Point-per-instance localization data
========================

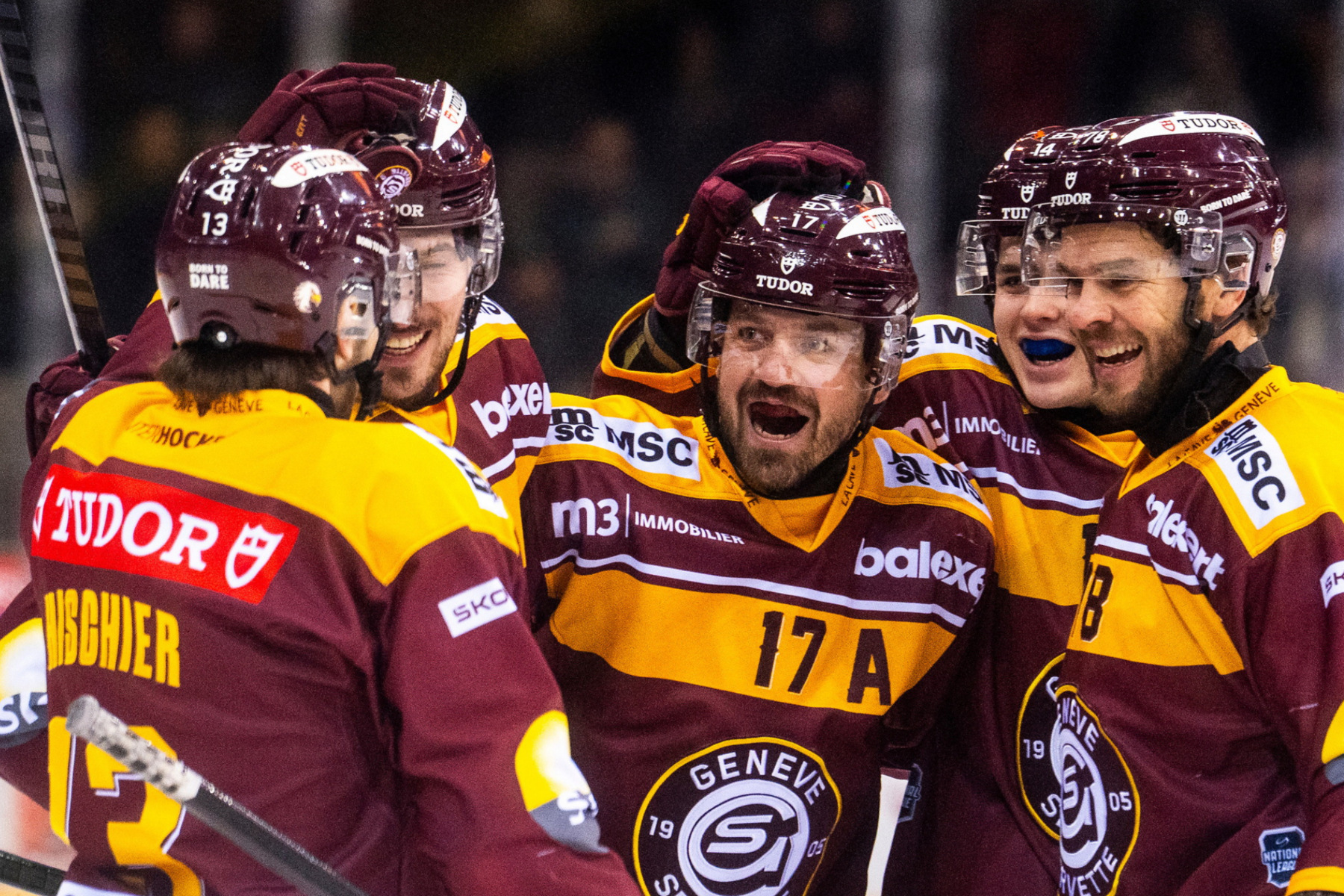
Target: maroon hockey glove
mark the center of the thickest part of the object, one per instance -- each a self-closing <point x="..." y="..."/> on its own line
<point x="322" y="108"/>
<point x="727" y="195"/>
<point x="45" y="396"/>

========================

Write the data out again word for word; leave the pictures behind.

Target: maroon hockey glove
mark the center of the thickest part of the object, one per instance -- each a self-closing <point x="..." y="..."/> on its own line
<point x="322" y="108"/>
<point x="727" y="195"/>
<point x="45" y="396"/>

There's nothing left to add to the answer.